SOURCE EXTRACT:
□ □ □ □ □ □ □

Interview: M. Shadows on Avenged Sevenfold’s New Video Game ‘Hail to the King: Deathbat’

hailtotheking-mshadows

M. Shadows goes 8-bit

This is an excerpt from the August/September 2014 issue of Revolver. For the rest of this story, plus features on Linkin Park, Body Count, Judas Priest, Every Time I Die, Godsmack, Suicide Silence and much more, pick up a copy of the new issue at the Revolver Online Store.

By Dan Epstein

“I’m wiped out, man,” laughs Avenged Sevenfold frontman M. Shadows, talking on the phone from a departure lounge at San Francisco International Airport. “I just finished a long day in San Francisco doing video game press!”

An old hand by now at promoting A7X albums and tours, Shadows now finds himself in the odd-but-cool position of pimping a video game, Hail to the King: Deathbat.

Created by Avenged Sevenfold in conjunction with Subscience Studios after nearly two years of development, and inspired by the group’s artwork and lyrical imagery, the complex action-adventure mobile game features classic hits from A7X—players can also unlock eight new instrumental tracks—and includes player characters based on the band members themselves, including late, great Avenged drummer Jimmy “The Rev” Sullivan.

An avid gamer since childhood, Shadows understandably can’t wait to get out there and tell the world about it.

REVOLVER Hail to the King looks much more involved than your typical shoot-’em-up or hack-and-slay mobile game.
M. SHADOWS It is, man, and that’s a big reason why I wanted to come out to San Francisco, meet with people face to face and get the game in their hands. It is a very big game for the mobile platform. We’re pretty much making a console game, and squishing it down as much as we can to fit it onto your phone and some of the other high-end devices. We’re actually trying to tell a story with our game. And it’s something no band has ever done before.

□ □ □ □ □ □ □

RAW DATA:
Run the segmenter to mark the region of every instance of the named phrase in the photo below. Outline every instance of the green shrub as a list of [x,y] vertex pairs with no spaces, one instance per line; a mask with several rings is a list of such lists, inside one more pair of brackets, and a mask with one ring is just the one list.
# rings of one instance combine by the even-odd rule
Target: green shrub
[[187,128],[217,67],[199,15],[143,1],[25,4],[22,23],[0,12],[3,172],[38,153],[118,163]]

□ □ □ □ □ □ □

STATED EXERCISE:
In the interview about the Deathbat game, why did M. Shadows want to go to San Francisco and meet people face to face? Answer in one to three sentences. The lines that come after the interview are separate material.

RESULT OF THE TASK:
He wanted people to get the game in their hands because it is much more involved than a typical shoot-'em-up or hack-and-slay mobile game. He calls it a very big game for the mobile platform, close to a console game squeezed down to fit on a phone, and one that tries to tell a story.